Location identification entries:
⁂
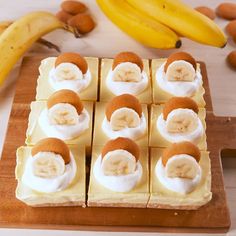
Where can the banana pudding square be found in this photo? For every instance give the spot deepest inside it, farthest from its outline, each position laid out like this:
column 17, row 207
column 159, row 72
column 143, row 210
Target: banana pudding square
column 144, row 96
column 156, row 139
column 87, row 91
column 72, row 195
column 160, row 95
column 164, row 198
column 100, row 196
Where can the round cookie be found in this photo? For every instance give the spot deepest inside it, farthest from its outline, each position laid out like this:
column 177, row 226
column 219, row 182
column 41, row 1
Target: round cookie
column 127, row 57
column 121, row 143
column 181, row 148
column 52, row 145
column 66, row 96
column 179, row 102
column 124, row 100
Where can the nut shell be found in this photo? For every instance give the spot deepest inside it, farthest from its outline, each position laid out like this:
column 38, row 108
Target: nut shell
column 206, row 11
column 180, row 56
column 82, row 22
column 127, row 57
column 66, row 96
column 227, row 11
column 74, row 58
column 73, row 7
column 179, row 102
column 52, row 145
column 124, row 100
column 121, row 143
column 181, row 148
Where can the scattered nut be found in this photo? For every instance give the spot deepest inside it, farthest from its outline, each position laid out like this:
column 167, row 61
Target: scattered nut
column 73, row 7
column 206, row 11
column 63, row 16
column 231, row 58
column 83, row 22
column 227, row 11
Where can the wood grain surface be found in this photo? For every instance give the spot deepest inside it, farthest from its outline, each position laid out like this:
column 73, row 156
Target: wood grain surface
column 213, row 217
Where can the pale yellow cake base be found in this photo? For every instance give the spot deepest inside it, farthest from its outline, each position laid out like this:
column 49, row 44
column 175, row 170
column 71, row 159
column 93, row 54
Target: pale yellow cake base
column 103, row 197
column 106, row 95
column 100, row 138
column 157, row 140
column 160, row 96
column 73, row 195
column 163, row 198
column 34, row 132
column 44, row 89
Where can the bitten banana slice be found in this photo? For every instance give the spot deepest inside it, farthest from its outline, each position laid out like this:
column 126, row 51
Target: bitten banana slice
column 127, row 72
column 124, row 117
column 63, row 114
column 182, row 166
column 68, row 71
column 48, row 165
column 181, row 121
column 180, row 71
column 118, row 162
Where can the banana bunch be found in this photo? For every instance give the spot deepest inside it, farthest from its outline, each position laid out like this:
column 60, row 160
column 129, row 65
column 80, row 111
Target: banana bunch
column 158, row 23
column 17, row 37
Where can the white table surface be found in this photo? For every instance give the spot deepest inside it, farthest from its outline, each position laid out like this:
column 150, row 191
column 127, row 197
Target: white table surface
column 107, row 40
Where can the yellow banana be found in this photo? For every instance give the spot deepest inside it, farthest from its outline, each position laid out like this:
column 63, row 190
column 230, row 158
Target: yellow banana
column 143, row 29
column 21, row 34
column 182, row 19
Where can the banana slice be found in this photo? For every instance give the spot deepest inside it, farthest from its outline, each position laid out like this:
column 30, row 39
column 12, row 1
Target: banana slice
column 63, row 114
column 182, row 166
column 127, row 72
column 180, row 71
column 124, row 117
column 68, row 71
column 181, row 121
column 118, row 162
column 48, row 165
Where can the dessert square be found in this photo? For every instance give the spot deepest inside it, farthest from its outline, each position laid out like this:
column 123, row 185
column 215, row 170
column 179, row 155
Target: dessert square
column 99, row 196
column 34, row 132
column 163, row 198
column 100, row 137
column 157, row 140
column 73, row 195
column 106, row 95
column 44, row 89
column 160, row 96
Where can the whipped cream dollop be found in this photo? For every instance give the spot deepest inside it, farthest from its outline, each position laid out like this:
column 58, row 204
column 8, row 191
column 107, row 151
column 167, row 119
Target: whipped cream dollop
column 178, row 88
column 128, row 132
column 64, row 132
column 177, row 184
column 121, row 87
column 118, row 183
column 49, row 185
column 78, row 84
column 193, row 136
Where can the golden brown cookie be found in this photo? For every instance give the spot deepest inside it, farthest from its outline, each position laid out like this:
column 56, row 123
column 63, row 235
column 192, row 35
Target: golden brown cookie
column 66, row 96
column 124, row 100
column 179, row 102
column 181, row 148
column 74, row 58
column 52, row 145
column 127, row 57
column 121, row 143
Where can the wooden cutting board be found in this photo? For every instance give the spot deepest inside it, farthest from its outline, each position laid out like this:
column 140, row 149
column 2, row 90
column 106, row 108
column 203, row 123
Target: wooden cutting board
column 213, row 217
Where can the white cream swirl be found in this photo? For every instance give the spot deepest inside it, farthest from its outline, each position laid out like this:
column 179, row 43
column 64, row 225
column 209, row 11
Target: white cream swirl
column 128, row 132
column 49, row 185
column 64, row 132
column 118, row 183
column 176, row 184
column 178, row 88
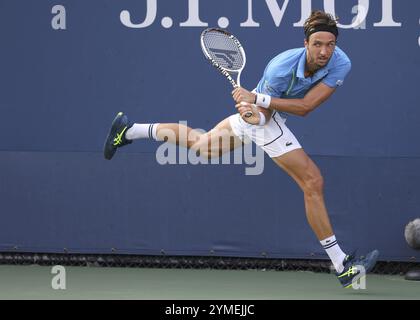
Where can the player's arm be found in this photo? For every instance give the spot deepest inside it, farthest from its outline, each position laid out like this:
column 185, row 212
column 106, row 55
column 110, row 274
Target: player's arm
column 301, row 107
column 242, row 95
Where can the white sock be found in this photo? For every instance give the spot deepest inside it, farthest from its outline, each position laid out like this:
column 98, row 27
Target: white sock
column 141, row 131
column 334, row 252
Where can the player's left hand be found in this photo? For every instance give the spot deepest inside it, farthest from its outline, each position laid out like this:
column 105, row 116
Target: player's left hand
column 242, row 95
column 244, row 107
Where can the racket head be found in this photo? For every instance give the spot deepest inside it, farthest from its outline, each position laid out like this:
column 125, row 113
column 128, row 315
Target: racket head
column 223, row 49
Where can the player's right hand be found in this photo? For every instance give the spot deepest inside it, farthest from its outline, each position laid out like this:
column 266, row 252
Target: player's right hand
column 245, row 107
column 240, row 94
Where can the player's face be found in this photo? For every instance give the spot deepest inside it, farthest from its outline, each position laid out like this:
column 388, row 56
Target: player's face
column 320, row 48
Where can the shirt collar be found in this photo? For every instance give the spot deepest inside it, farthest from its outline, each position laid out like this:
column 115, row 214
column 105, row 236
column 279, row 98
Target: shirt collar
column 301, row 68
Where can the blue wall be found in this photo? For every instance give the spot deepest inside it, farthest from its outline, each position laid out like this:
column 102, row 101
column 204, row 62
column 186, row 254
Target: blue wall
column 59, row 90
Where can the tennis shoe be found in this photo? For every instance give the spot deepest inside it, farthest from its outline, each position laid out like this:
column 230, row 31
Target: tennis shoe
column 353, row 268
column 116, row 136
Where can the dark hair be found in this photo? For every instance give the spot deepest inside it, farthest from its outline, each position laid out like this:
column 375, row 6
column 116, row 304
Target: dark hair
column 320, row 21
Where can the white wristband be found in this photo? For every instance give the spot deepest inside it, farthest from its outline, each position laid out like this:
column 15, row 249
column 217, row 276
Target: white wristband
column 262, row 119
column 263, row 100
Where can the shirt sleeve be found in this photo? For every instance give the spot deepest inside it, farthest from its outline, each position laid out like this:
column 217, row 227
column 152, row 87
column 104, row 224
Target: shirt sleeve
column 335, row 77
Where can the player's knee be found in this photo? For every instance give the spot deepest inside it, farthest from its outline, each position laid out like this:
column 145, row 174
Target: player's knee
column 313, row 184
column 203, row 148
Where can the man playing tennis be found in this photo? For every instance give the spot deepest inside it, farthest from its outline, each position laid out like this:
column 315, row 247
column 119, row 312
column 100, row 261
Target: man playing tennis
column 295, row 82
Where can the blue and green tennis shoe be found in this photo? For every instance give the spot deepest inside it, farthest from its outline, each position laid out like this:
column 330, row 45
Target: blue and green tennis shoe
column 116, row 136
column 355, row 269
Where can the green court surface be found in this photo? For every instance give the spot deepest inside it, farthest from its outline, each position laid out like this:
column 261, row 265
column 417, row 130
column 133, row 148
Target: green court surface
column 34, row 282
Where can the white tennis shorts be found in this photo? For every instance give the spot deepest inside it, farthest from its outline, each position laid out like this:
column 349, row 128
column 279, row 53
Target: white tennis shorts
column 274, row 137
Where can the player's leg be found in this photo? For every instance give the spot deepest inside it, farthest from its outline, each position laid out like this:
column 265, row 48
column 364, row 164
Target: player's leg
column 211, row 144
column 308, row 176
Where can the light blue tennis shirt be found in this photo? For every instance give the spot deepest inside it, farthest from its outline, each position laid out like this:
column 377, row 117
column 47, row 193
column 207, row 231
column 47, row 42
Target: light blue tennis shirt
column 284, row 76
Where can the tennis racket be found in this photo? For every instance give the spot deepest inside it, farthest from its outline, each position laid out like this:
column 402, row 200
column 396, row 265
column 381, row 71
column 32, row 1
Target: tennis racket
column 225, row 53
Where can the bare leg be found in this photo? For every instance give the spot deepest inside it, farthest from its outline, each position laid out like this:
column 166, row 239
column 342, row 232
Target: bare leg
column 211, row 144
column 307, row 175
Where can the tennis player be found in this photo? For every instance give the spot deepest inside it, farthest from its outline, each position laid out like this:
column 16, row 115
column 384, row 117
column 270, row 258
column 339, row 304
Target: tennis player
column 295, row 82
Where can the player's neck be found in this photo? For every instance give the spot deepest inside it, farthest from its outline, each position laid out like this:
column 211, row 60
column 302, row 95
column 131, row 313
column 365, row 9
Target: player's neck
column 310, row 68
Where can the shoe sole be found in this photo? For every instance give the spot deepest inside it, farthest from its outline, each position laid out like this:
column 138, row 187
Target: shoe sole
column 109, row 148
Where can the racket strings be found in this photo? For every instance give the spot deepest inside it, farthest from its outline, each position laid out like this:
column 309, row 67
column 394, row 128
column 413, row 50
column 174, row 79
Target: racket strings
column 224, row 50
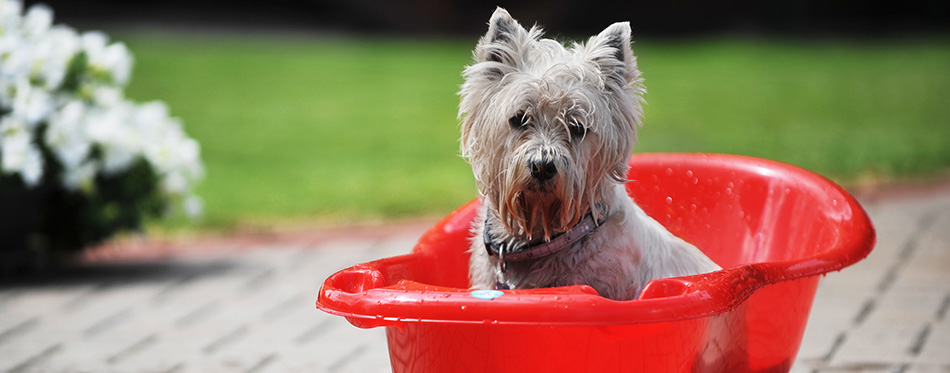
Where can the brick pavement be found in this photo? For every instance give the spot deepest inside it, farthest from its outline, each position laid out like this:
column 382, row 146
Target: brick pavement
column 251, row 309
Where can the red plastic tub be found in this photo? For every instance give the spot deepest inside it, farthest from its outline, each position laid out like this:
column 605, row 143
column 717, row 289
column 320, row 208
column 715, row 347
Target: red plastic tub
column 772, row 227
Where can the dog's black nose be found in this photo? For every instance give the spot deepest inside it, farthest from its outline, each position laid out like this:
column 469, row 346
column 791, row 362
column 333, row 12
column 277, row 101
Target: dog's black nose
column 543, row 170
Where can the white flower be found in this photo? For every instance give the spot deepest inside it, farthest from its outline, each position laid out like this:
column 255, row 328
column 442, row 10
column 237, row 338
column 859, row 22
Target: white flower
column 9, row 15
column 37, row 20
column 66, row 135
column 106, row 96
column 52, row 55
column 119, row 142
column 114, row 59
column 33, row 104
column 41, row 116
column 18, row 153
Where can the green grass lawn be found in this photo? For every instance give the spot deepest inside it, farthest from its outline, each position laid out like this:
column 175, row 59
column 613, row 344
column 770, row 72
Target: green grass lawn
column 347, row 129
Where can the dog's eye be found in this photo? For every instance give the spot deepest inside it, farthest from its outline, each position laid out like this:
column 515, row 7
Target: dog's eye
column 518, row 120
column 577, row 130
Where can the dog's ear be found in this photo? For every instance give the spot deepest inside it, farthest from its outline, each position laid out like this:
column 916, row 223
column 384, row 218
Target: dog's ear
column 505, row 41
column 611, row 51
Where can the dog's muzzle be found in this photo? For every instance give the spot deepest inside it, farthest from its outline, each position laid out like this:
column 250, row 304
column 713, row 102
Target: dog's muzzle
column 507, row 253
⁂
- [WHAT THIS TASK INVOLVES]
Starting with the line that contains "Where can the green grass", write out each line through the end of the listing, exactly as it appears, and include nothing else.

- [EXERCISE RESPONSE]
Where can the green grass lawn be found in this photo? For every instance give the spot deepest inside it, farthest from its outline, each position laid out like this:
column 175, row 59
column 613, row 344
column 770, row 72
Target: green grass lawn
column 347, row 129
Where can the dog's eye be found in this photo? For every instance give the spot deepest inside it, farthest from its outline, each position laid out like this:
column 515, row 7
Target: dog's eye
column 518, row 120
column 577, row 130
Where can the dog's ear be found in this photo? For every instance give the spot deepest inside it, farthest from its outline, each position laid out like this:
column 916, row 223
column 384, row 218
Target: dog's ear
column 505, row 41
column 611, row 51
Where can the dog's muzzle be found in this photo? For every instance give the spot deepest inside it, farthest from its outline, each position laid out like this:
column 250, row 304
column 713, row 102
Target: dog's muzzle
column 507, row 253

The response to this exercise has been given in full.